Tuesday, February 19, 2013

Adapt and Overcome

At work today, our campus president called an impromptu meeting. Unfortunately, he invaded my classroom just before the start of class. My students freaked out (slightly) while I went to find an empty classroom. As I ushered them into our temporary classroom, I found myself saying “No big deal. Adapt and Overcome.”

Then I went to the bathroom. And in my moment of quiet, it occurred to me that this may be the most important lesson I learned in the military. It may be the most important lesson I can teach my son and my students. Adapt and overcome.

Although I openly share my fears, my lows and my moments of desperation, I am never hopeless. I believe that all problems, no matter how daunting, have solutions. I believe that hard work and perseverance are always necessary to find the solution. I believe failure is an opportunity to learn and improve. I believe that we must survive before we can thrive.

Life can explode on us without warning. It can turn our whole world upside down. But the human will to survive is astounding. Our capacity to delivery empathy in the midst of our troubles is humbling. Never become fixated on a problem without realizing that a solution exists.

What is being asked
Write out the post about adapting and overcoming between "Life can explode" and "a solution exists.", inclusive, and swap "astounding" for "remarkable".

Region pointing data:

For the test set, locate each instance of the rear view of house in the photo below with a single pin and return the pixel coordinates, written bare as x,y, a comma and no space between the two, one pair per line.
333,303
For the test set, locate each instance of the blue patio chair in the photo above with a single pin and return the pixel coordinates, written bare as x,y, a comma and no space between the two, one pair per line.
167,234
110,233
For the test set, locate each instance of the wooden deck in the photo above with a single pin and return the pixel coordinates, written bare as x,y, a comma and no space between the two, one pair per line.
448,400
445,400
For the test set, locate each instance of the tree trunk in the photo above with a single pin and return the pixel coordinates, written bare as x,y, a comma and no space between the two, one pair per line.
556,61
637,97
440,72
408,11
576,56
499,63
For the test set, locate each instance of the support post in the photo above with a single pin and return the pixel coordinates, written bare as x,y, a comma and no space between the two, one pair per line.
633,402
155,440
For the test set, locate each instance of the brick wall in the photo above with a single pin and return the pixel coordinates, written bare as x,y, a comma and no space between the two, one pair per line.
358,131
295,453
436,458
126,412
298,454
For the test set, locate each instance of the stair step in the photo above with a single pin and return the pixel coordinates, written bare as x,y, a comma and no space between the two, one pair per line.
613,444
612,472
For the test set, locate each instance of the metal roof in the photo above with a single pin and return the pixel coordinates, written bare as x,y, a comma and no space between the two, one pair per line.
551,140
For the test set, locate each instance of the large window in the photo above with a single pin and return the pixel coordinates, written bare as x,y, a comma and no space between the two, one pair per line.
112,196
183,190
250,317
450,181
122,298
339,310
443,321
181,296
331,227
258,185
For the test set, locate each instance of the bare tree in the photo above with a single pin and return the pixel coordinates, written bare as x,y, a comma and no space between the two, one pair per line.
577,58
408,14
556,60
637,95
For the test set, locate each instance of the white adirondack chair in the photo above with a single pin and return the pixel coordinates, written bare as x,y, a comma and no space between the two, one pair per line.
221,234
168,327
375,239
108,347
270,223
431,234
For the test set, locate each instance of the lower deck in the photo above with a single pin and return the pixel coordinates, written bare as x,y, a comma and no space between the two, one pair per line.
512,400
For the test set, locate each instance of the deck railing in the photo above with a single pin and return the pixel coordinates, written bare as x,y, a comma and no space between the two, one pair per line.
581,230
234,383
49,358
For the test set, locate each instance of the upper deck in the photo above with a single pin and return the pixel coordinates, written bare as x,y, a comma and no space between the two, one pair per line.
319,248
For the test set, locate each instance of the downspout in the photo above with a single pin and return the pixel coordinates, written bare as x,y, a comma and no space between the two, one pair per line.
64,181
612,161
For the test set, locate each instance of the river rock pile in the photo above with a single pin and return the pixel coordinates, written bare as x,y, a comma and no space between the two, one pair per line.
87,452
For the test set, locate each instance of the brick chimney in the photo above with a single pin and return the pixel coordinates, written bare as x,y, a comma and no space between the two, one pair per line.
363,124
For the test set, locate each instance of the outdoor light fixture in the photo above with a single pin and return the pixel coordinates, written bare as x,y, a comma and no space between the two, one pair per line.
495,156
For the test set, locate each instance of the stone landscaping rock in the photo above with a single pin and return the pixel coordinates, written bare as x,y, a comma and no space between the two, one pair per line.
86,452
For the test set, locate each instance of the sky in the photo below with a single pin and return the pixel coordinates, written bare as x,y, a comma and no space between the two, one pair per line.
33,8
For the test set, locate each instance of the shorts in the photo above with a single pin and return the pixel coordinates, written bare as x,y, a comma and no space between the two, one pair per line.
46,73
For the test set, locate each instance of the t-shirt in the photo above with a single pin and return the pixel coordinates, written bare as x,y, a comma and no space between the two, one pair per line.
==
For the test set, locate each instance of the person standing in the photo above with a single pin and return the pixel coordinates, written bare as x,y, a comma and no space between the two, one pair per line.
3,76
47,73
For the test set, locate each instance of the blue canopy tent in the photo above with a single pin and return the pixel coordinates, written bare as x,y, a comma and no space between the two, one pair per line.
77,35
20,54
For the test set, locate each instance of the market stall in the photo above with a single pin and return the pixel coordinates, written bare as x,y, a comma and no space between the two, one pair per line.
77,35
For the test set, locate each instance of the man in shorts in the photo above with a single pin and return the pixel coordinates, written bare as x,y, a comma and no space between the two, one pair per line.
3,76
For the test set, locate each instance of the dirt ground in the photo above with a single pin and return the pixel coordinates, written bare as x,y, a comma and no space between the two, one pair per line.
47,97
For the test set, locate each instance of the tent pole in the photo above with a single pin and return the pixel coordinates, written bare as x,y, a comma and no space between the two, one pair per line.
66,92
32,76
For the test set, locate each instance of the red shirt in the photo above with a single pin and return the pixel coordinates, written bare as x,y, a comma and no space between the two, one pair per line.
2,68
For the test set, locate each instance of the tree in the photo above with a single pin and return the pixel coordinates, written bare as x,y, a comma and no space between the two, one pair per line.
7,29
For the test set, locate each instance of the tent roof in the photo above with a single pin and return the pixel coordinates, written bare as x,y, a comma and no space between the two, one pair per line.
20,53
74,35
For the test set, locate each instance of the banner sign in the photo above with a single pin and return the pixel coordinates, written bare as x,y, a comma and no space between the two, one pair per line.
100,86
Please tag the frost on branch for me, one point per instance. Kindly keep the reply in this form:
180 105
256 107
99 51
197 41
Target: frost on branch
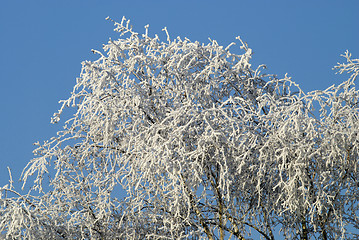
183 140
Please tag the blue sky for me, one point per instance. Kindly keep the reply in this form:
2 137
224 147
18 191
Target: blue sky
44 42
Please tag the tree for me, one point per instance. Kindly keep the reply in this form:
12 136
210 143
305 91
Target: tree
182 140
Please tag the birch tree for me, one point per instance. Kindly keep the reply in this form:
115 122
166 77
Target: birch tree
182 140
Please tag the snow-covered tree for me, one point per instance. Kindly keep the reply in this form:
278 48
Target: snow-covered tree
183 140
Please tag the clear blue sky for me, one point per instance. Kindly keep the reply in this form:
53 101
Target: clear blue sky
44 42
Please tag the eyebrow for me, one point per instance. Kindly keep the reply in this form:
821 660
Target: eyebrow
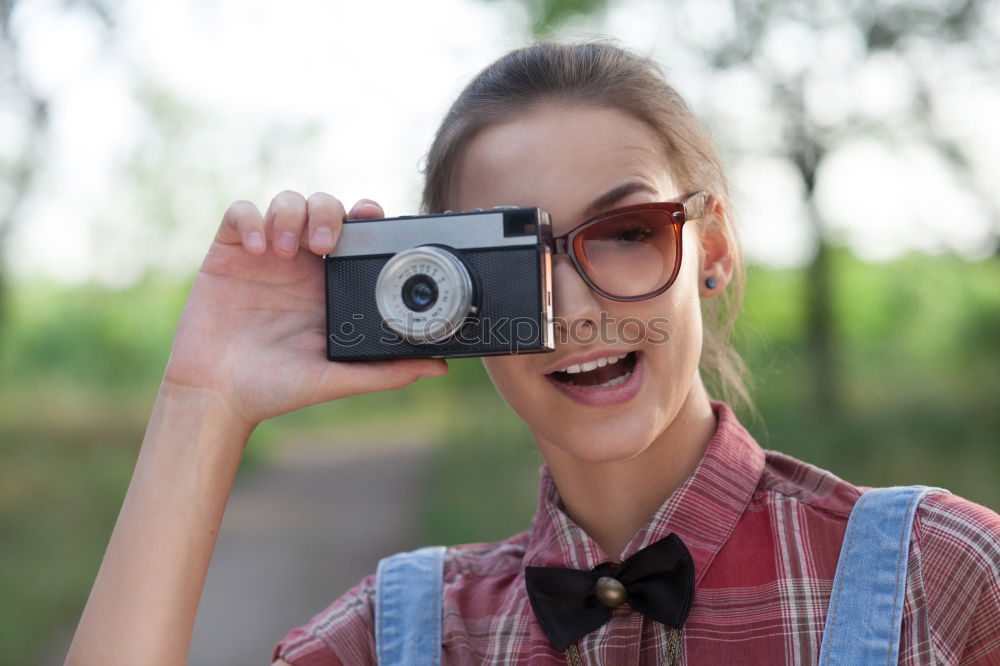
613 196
==
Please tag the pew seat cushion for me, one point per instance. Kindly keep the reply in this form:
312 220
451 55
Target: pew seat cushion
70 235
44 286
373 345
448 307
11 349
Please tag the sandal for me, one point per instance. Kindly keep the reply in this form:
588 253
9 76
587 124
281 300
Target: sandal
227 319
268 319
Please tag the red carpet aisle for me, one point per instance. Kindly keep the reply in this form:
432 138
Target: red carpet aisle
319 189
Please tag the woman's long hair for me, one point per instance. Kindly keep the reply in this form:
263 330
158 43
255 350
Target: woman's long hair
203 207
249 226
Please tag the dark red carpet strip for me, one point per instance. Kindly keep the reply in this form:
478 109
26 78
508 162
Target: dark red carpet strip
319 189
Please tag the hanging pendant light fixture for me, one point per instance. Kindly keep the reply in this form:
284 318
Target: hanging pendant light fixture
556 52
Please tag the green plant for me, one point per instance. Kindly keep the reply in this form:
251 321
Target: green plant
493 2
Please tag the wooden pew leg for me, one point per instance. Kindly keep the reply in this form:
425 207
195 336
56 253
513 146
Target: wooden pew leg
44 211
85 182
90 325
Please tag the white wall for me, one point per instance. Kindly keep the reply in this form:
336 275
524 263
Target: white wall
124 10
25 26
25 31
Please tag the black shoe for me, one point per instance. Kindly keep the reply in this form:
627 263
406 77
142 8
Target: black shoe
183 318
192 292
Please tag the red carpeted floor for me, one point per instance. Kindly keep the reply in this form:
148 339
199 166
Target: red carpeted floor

Output
Life can explode on us without warning. It can turn our whole world upside down. But the human will to survive is remarkable. Our capacity to delivery empathy in the midst of our troubles is humbling. Never become fixated on a problem without realizing that a solution exists.